--- Record set ---

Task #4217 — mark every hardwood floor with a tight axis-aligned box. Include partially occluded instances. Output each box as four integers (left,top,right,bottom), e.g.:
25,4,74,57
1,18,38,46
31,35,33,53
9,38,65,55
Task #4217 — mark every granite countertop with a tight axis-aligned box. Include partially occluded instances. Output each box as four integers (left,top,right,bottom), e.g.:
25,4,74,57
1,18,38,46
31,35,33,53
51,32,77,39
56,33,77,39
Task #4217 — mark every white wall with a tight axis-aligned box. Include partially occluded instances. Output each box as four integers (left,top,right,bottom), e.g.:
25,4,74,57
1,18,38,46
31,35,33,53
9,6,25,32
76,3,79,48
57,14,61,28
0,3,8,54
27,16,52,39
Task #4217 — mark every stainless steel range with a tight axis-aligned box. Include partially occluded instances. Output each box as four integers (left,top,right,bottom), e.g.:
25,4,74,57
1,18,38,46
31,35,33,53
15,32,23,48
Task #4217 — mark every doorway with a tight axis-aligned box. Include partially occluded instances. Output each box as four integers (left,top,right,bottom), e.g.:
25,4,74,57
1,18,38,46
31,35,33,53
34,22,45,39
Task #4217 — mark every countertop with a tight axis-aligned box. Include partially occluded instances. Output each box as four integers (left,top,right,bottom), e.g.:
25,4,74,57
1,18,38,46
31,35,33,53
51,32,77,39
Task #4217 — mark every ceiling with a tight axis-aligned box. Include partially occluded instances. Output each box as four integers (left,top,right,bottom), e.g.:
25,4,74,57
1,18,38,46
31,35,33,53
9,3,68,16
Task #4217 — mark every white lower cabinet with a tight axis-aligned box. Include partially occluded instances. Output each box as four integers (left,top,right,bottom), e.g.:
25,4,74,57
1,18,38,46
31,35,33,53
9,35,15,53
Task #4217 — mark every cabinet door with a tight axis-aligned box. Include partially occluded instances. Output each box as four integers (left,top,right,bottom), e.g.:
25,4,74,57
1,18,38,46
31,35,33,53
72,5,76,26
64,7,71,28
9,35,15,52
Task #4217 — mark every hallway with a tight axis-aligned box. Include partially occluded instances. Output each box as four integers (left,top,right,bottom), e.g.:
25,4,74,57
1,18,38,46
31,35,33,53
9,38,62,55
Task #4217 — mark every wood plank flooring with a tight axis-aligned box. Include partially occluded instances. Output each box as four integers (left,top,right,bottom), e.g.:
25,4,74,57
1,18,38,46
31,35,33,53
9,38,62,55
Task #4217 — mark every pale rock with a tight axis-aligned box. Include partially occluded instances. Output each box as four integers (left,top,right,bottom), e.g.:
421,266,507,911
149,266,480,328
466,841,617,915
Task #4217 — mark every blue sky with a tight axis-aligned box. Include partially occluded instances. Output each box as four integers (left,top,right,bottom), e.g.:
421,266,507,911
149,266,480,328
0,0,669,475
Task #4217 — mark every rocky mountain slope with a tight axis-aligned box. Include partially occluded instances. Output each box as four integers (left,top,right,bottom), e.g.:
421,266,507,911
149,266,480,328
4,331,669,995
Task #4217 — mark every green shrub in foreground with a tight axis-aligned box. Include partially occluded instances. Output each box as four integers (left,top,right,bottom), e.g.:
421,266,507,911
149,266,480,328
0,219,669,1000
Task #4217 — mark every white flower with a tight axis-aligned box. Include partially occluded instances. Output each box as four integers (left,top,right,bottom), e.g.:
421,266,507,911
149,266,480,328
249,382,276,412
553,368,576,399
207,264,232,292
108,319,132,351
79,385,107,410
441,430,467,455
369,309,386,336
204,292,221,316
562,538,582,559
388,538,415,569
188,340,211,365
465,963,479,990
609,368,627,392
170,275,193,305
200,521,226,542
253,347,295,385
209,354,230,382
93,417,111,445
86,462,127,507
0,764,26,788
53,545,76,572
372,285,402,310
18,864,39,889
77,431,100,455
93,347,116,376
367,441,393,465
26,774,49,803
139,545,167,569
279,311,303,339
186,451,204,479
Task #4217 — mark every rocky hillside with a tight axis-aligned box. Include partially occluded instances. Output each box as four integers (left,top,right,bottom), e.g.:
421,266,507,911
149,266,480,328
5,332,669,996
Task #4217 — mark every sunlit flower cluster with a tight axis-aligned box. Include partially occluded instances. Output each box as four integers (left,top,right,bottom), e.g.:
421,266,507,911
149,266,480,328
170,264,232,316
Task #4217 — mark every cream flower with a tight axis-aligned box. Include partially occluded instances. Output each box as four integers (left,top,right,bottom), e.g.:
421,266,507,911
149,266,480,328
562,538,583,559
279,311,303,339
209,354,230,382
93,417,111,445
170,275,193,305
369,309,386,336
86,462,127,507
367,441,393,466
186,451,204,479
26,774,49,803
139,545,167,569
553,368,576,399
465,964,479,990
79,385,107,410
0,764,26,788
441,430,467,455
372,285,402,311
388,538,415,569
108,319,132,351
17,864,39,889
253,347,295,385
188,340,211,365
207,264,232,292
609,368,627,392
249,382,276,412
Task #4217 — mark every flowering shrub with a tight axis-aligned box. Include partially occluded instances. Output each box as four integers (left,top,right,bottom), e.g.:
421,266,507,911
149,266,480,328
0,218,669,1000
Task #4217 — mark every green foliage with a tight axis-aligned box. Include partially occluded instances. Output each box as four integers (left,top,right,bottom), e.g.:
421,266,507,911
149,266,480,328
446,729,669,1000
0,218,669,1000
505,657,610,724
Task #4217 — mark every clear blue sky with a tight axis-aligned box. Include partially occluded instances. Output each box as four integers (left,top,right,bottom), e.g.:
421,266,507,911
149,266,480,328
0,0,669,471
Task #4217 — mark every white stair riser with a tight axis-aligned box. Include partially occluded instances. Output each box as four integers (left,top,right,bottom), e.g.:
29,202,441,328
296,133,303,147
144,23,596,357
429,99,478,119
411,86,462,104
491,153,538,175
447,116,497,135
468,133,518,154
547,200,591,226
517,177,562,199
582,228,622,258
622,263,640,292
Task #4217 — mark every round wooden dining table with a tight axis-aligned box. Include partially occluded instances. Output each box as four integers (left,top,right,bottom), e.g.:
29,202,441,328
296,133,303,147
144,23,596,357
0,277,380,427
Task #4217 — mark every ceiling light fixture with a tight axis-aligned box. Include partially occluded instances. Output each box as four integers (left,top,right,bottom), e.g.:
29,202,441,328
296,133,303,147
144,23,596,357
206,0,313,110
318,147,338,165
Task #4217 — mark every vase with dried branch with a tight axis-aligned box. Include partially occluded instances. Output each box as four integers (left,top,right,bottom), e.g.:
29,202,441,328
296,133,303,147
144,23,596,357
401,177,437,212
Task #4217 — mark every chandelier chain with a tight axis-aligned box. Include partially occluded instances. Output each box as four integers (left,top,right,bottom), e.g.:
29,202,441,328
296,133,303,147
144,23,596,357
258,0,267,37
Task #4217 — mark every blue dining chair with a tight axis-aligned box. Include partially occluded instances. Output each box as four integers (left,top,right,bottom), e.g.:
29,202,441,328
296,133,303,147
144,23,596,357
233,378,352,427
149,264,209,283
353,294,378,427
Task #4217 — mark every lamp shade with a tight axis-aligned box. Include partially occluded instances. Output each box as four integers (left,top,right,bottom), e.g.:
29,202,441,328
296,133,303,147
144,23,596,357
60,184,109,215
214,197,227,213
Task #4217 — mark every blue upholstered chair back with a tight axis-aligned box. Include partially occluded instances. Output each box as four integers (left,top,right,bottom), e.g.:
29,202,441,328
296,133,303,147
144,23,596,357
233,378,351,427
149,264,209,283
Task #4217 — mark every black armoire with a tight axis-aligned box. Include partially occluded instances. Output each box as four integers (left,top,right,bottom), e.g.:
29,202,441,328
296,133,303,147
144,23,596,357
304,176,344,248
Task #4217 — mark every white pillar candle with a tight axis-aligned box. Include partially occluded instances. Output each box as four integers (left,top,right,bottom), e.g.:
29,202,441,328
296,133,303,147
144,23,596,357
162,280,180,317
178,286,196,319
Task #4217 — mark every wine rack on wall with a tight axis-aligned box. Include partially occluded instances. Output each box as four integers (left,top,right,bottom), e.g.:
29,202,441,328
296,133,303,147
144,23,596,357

---

**Exercise directions:** Identify every line of the listing above that contains the word "countertop", and copy each such line.

**Complete output:**
Task #4217 — mark every granite countertop with a tight axis-aligned box. Include partially occluded instances. Output each box as four integers (left,top,right,bottom), e.g.:
Task #4217 — mark every countertop with a tight axis-aligned box. Include partially occluded instances. Output each box as four integers (left,top,right,bottom), e.g.:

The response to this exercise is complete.